## Data records
= = =
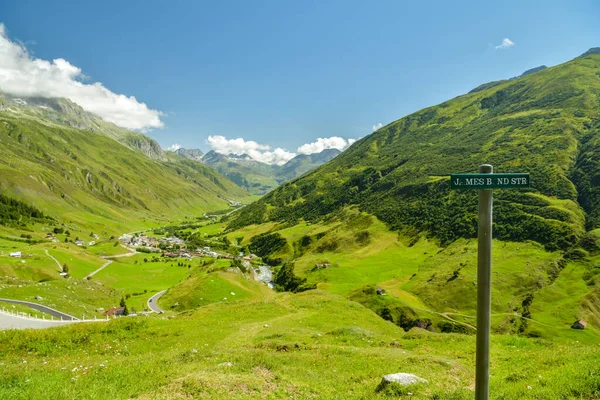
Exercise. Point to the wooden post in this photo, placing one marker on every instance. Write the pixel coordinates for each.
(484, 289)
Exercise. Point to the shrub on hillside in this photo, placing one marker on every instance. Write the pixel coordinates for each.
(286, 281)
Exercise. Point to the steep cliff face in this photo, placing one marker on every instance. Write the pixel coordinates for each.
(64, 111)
= = =
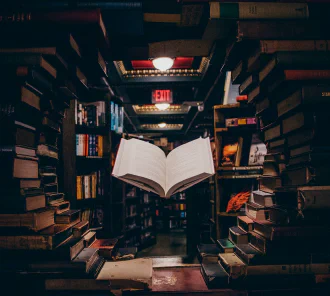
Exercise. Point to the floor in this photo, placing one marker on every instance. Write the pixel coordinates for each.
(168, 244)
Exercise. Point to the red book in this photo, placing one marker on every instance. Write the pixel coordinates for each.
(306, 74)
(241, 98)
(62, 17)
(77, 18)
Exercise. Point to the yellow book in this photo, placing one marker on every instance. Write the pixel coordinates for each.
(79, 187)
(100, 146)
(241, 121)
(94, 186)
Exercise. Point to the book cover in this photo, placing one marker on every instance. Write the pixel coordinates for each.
= = =
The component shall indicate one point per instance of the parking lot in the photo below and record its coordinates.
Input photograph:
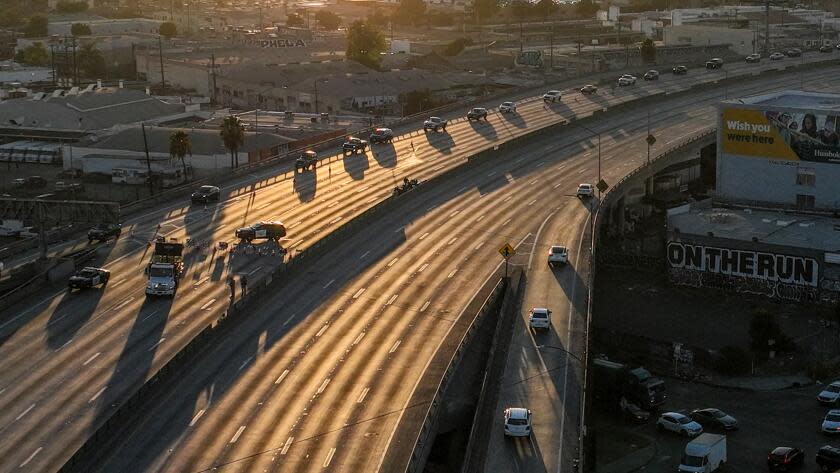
= = =
## Prompt
Of the entries listed above, reproduce only the lines starting at the line containing "Exercise. Point to the red" and ending at the line containing "Exercise. Point to the book". Include both, exactly as they stand.

## Response to this task
Exercise. Point to the red book in this photo, placing one marker on every instance. Write the pixel coordinates for each.
(306, 74)
(241, 98)
(62, 17)
(77, 18)
Exercise. Point to the yellow book in this photo, placing one marker on every instance. Write the pixel coordinates for each.
(79, 187)
(100, 146)
(241, 121)
(94, 186)
Exercise. Point to the book cover in this photo, placing one marker on every instance. Write the pixel coordinates for each.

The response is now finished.